### PROBLEMS
- a) Answer these from the rugby passage:
(i) At which park did the soccer players clear the field?
(ii) In what year was the first Portland rugby club organized?
(iii) What role does Shawn Waterman hold?
- b) Quote the rugby passage word for word, starting with "While the game" and going on through "the Portland Pigs.".

### SELECTED PASSAGE
######
Their game over, the soccer players quickly cleared the field at Westmoreland Park when they saw the blue-uniformed Oregon Sports Union 'Jesters' and the red-jersey clad 'Portland Pigs' (a/k/a Portland Rugby Football Club) heading toward their way on February 17.

'We don't want to be in the way of these guys,' said a soccer player, making a hasty exit to the sidelines.

About to take place was the semi-annual competition between Portland's senior men's rugby leagues.

While the game of rugby came into being in 1872, the first Portland club was organized only in 1961, according to Shawn Waterman, assistant coach of the Portland Rugby Football Club -- known as the Portland Pigs.

…Portland Pigs?
######
### EXTRACTED MATERIAL
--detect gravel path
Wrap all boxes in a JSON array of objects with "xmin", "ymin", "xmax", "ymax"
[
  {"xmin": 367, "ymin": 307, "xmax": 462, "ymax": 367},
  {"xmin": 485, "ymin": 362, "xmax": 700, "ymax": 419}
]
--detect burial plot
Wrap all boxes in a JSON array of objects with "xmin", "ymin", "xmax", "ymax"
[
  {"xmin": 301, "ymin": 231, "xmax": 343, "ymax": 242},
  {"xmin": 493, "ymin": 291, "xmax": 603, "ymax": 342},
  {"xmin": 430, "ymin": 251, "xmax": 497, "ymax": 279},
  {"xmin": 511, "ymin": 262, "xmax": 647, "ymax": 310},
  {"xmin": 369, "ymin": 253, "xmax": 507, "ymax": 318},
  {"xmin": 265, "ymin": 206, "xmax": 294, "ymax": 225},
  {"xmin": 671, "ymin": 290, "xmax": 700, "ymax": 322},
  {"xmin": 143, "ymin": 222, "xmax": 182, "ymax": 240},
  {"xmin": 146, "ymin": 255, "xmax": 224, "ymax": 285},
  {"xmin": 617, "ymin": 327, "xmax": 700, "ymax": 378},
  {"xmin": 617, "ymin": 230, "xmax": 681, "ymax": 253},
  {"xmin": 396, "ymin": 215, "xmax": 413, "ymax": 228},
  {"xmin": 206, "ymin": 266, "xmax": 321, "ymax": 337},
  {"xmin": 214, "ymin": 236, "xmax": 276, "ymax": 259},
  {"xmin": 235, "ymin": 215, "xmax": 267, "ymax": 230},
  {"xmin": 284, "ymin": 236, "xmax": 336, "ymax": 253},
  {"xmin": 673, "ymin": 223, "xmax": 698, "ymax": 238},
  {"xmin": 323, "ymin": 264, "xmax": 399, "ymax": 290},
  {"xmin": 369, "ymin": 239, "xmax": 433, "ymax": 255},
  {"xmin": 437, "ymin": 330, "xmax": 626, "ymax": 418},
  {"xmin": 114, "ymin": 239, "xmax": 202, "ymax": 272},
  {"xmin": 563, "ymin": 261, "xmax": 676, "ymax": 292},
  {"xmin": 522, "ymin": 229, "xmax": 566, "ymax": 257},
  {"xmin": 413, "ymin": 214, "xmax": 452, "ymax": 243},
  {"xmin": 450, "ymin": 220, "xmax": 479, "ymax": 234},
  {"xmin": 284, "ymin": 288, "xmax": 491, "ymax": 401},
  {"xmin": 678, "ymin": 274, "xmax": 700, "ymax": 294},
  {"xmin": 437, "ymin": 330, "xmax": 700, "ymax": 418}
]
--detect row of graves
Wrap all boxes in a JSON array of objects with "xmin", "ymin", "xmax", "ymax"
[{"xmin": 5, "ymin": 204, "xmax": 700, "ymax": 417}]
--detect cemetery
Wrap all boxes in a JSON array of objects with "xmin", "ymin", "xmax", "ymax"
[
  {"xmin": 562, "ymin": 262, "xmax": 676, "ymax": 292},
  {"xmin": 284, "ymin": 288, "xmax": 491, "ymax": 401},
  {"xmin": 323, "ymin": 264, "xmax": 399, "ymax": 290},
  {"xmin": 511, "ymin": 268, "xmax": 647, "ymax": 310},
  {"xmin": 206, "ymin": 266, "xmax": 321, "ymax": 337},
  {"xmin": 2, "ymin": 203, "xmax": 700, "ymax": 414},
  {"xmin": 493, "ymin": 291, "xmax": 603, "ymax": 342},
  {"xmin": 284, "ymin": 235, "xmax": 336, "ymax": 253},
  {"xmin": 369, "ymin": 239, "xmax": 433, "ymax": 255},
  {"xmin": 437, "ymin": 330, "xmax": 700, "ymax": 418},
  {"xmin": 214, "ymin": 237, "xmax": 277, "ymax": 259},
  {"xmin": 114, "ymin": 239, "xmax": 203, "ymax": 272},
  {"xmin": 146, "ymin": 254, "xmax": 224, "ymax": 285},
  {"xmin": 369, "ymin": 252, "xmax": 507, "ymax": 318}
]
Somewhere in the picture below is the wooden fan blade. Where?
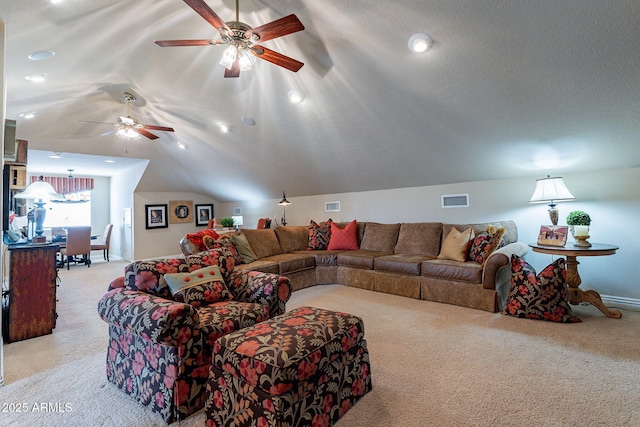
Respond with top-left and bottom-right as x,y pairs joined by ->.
######
### SOLUTIONS TO THE TASKS
- a)
(i) Westmoreland Park
(ii) 1961
(iii) Assistant coach of the Portland Rugby Football Club

- b)
While the game of rugby came into being in 1872, the first Portland club was organized only in 1961, according to Shawn Waterman, assistant coach of the Portland Rugby Football Club -- known as the Portland Pigs.